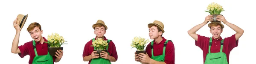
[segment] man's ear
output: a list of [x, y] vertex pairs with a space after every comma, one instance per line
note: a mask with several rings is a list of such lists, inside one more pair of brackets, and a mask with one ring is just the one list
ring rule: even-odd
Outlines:
[[159, 36], [161, 36], [161, 35], [162, 35], [162, 34], [163, 34], [163, 32], [160, 31], [160, 32], [159, 32]]
[[43, 30], [41, 30], [41, 34], [43, 34]]

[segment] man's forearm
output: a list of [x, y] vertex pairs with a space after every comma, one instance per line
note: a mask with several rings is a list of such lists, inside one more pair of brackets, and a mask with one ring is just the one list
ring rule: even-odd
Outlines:
[[58, 59], [58, 58], [55, 58], [55, 62], [58, 62], [59, 61], [61, 61], [61, 59]]
[[112, 62], [115, 62], [116, 61], [116, 58], [114, 57], [111, 56], [110, 56], [110, 58], [109, 58], [108, 60]]
[[157, 61], [154, 60], [152, 59], [150, 61], [150, 62], [149, 63], [150, 64], [166, 64], [164, 62], [158, 61]]
[[83, 60], [84, 60], [84, 61], [89, 61], [91, 59], [91, 58], [90, 58], [90, 55], [88, 55], [87, 56], [84, 56], [83, 58]]
[[20, 51], [18, 49], [18, 44], [19, 44], [20, 32], [19, 31], [16, 32], [14, 39], [12, 41], [11, 51], [13, 53], [20, 53]]

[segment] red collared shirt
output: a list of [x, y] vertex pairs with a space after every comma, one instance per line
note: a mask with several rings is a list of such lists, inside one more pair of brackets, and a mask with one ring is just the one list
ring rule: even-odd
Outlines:
[[[154, 56], [156, 56], [160, 55], [163, 55], [163, 44], [164, 42], [166, 41], [166, 39], [164, 38], [163, 37], [162, 37], [163, 40], [160, 42], [158, 44], [157, 44], [156, 42], [154, 41], [153, 46], [153, 53]], [[148, 44], [146, 47], [146, 52], [148, 55], [149, 57], [152, 56], [151, 43]], [[167, 64], [174, 64], [175, 59], [175, 48], [174, 45], [172, 42], [169, 41], [167, 44], [166, 47], [166, 52], [165, 56], [164, 57], [164, 62]]]
[[[45, 38], [43, 37], [44, 41], [48, 41]], [[36, 51], [37, 52], [38, 55], [46, 55], [48, 54], [48, 46], [47, 43], [44, 43], [43, 44], [41, 44], [41, 43], [35, 41], [35, 47]], [[20, 57], [21, 58], [23, 58], [25, 56], [27, 55], [29, 55], [29, 64], [32, 64], [32, 62], [35, 54], [35, 51], [33, 47], [33, 41], [29, 42], [28, 42], [24, 44], [24, 45], [21, 45], [18, 47], [20, 50], [20, 51], [21, 53], [18, 54]], [[55, 61], [55, 57], [52, 57], [53, 60], [53, 63]]]
[[[104, 40], [108, 41], [108, 39], [105, 36], [104, 36]], [[96, 39], [96, 37], [95, 40]], [[87, 42], [85, 45], [84, 45], [84, 52], [83, 53], [83, 58], [84, 57], [84, 56], [87, 56], [90, 55], [92, 52], [93, 51], [94, 48], [90, 46], [93, 45], [92, 42], [93, 41], [92, 39], [90, 41]], [[108, 49], [108, 52], [109, 52], [109, 55], [115, 58], [116, 60], [117, 60], [117, 53], [116, 52], [116, 46], [112, 40], [109, 42], [109, 45], [108, 46], [108, 47], [109, 48]], [[90, 63], [91, 60], [91, 59], [90, 60], [88, 64]]]
[[[223, 41], [223, 47], [222, 52], [225, 53], [227, 55], [227, 62], [229, 62], [229, 55], [230, 51], [233, 48], [238, 46], [238, 40], [236, 41], [236, 34], [232, 35], [232, 36], [225, 38]], [[209, 38], [198, 35], [198, 41], [195, 41], [195, 46], [198, 46], [203, 50], [204, 55], [204, 63], [205, 61], [206, 55], [208, 53], [209, 47]], [[211, 47], [211, 52], [218, 52], [221, 49], [221, 41], [222, 38], [217, 40], [212, 38], [212, 43]]]

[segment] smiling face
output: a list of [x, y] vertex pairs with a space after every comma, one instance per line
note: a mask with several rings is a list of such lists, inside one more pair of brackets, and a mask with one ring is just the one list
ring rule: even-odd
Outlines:
[[29, 32], [31, 38], [35, 41], [41, 41], [41, 40], [43, 38], [42, 37], [43, 31], [40, 30], [38, 27], [36, 26], [33, 30], [29, 31]]
[[27, 29], [30, 36], [34, 40], [37, 42], [41, 41], [43, 39], [42, 37], [43, 30], [41, 29], [41, 26], [38, 23], [33, 23], [29, 24]]
[[220, 25], [217, 26], [212, 26], [210, 27], [210, 32], [215, 39], [218, 39], [221, 36], [221, 34], [222, 32], [222, 29]]
[[96, 35], [97, 38], [103, 38], [106, 33], [105, 28], [103, 25], [97, 24], [95, 25], [94, 28], [94, 34]]

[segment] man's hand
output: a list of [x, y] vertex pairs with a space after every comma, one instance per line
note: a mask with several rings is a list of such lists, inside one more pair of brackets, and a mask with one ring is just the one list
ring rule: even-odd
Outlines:
[[140, 58], [139, 58], [139, 56], [138, 55], [138, 54], [136, 54], [136, 52], [134, 52], [134, 54], [135, 54], [134, 55], [135, 61], [140, 62], [141, 61], [140, 61]]
[[18, 18], [16, 18], [12, 23], [13, 23], [13, 26], [15, 28], [15, 29], [16, 29], [16, 32], [20, 32], [20, 27], [19, 25], [20, 20], [18, 20]]
[[98, 58], [99, 56], [99, 54], [94, 53], [97, 52], [97, 51], [93, 51], [93, 52], [92, 52], [91, 54], [90, 55], [90, 58], [93, 59], [95, 58]]
[[226, 22], [227, 22], [227, 20], [225, 19], [225, 17], [222, 15], [218, 15], [216, 17], [216, 19], [218, 21], [221, 21], [225, 24]]
[[138, 55], [139, 58], [140, 59], [140, 61], [142, 63], [145, 63], [147, 64], [150, 64], [151, 59], [148, 54], [146, 53], [145, 54], [143, 53], [140, 53], [140, 55]]
[[63, 55], [63, 51], [62, 50], [60, 49], [59, 50], [57, 50], [57, 52], [55, 52], [55, 53], [57, 54], [57, 55], [55, 55], [55, 57], [57, 58], [61, 59], [61, 58], [62, 58], [62, 56]]
[[100, 57], [108, 60], [110, 60], [111, 58], [111, 56], [108, 55], [108, 54], [105, 51], [102, 51], [102, 52], [100, 52]]
[[206, 17], [205, 17], [205, 19], [204, 20], [204, 23], [207, 24], [209, 21], [210, 21], [210, 22], [212, 21], [212, 20], [213, 20], [213, 17], [212, 16], [212, 15], [208, 15]]

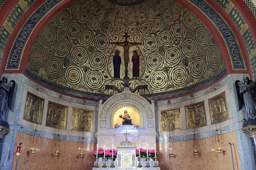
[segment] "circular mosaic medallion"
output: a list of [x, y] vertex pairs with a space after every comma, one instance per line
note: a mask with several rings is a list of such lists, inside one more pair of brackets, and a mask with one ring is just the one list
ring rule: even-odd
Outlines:
[[48, 26], [42, 32], [43, 36], [41, 37], [41, 42], [46, 46], [51, 46], [56, 42], [57, 30], [53, 26]]
[[67, 11], [62, 11], [58, 15], [55, 20], [55, 23], [58, 28], [66, 26], [70, 20], [70, 14]]
[[182, 85], [187, 81], [188, 78], [187, 70], [183, 66], [177, 66], [171, 70], [170, 77], [175, 85]]
[[145, 49], [148, 50], [154, 51], [157, 49], [157, 40], [154, 37], [147, 37], [143, 40], [142, 43]]
[[86, 86], [93, 89], [99, 89], [104, 83], [102, 75], [96, 70], [86, 72], [84, 79]]
[[104, 35], [98, 37], [94, 43], [96, 48], [99, 50], [107, 49], [110, 44], [109, 39]]
[[158, 52], [151, 53], [147, 58], [147, 65], [149, 69], [154, 70], [162, 68], [163, 63], [163, 56]]
[[214, 69], [221, 65], [222, 56], [219, 48], [216, 45], [210, 46], [206, 52], [206, 60], [209, 66]]
[[150, 76], [150, 83], [152, 88], [161, 89], [167, 83], [167, 74], [164, 72], [157, 71], [154, 72]]
[[82, 10], [82, 4], [80, 2], [75, 3], [70, 8], [70, 12], [73, 14], [78, 14]]
[[171, 6], [172, 12], [175, 15], [179, 15], [182, 12], [182, 7], [177, 3], [172, 3]]
[[164, 56], [166, 63], [172, 66], [178, 64], [182, 58], [180, 50], [175, 47], [166, 49]]
[[127, 18], [128, 21], [130, 23], [134, 23], [136, 21], [136, 17], [133, 14], [130, 14], [128, 15], [128, 18]]
[[58, 58], [51, 56], [46, 61], [46, 72], [52, 78], [60, 77], [62, 73], [62, 63]]
[[106, 11], [105, 10], [101, 9], [97, 12], [97, 15], [99, 18], [105, 18], [106, 17]]
[[116, 20], [117, 20], [117, 22], [119, 23], [122, 23], [125, 20], [126, 17], [125, 16], [122, 14], [119, 14], [116, 17]]
[[57, 40], [54, 47], [55, 52], [58, 56], [64, 58], [70, 54], [71, 49], [70, 41], [64, 37]]
[[163, 14], [163, 22], [168, 24], [172, 24], [174, 18], [173, 15], [169, 12], [165, 12]]
[[153, 28], [156, 29], [162, 29], [163, 28], [163, 23], [159, 19], [154, 20], [152, 23]]
[[196, 28], [197, 21], [195, 15], [190, 12], [186, 12], [182, 17], [182, 21], [184, 25], [189, 29], [194, 29]]
[[116, 20], [116, 15], [114, 14], [109, 14], [107, 16], [107, 20], [108, 22], [114, 22]]
[[78, 46], [71, 51], [71, 61], [75, 64], [83, 65], [87, 62], [88, 53], [84, 48]]
[[94, 69], [101, 70], [106, 66], [106, 58], [104, 54], [100, 52], [95, 52], [90, 55], [89, 58], [90, 66]]
[[202, 47], [206, 47], [211, 43], [212, 36], [206, 28], [201, 27], [198, 28], [195, 34], [197, 43]]
[[47, 56], [44, 46], [38, 44], [35, 45], [30, 54], [30, 62], [32, 66], [36, 69], [41, 68], [45, 61]]
[[89, 25], [91, 29], [97, 29], [100, 27], [100, 20], [98, 18], [93, 18], [89, 22]]
[[71, 23], [67, 29], [67, 34], [72, 37], [76, 37], [81, 32], [81, 27], [77, 23]]
[[117, 34], [123, 34], [125, 32], [125, 26], [121, 23], [116, 24], [114, 29]]
[[87, 23], [90, 20], [90, 14], [87, 11], [82, 11], [79, 13], [78, 20], [81, 23]]
[[137, 16], [137, 19], [139, 21], [144, 22], [147, 20], [147, 18], [146, 18], [146, 16], [145, 14], [140, 14]]
[[191, 76], [195, 78], [202, 77], [206, 71], [205, 61], [204, 58], [197, 57], [190, 62], [189, 71]]
[[113, 31], [113, 28], [109, 23], [105, 23], [101, 26], [101, 31], [105, 34], [108, 35]]
[[169, 46], [172, 41], [172, 37], [169, 31], [163, 31], [159, 34], [158, 41], [160, 44], [164, 46]]
[[144, 34], [148, 34], [152, 31], [152, 26], [149, 23], [144, 23], [140, 25], [140, 32]]
[[195, 40], [186, 38], [182, 43], [181, 51], [185, 56], [192, 58], [196, 55], [198, 48]]
[[86, 46], [91, 45], [94, 40], [94, 35], [90, 31], [83, 31], [80, 35], [80, 41]]
[[130, 24], [127, 27], [127, 31], [130, 34], [134, 35], [137, 32], [137, 26], [136, 24]]
[[172, 31], [173, 35], [178, 38], [186, 36], [186, 31], [184, 26], [180, 23], [174, 24], [172, 27]]
[[71, 65], [67, 67], [65, 72], [65, 80], [71, 85], [79, 84], [83, 77], [83, 70], [76, 66]]
[[156, 17], [156, 15], [157, 14], [156, 13], [156, 12], [153, 9], [150, 9], [147, 12], [147, 14], [148, 18], [149, 19], [154, 19]]

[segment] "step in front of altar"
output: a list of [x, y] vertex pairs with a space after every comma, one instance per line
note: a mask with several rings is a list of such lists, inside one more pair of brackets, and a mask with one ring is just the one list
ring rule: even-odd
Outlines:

————

WRITTEN EXERCISE
Please update the records starting at the line containing "[segment] smiling face" and ending at the line containing "32], [222, 29]]", replacing "ring rule" with "fill rule" and leaving everything else unchanged. Give only those lines.

RESPONSE TO THE TASK
[segment] smiling face
output: a list of [x, y] vertex pairs with a space after every comma, one instance per line
note: a mask with several rings is a list of such lists, inside one more pair of brackets, and a mask with one ring is just the one list
fill rule: even-odd
Outlines:
[[29, 32], [31, 38], [35, 41], [41, 41], [41, 40], [43, 38], [42, 37], [43, 31], [40, 30], [38, 27], [36, 26], [33, 30], [29, 31]]
[[27, 29], [30, 36], [34, 40], [37, 42], [41, 41], [43, 39], [42, 37], [43, 30], [41, 29], [41, 26], [38, 23], [33, 23], [29, 24]]
[[220, 25], [217, 26], [212, 26], [210, 27], [210, 32], [215, 39], [218, 39], [221, 36], [221, 34], [222, 32], [222, 29]]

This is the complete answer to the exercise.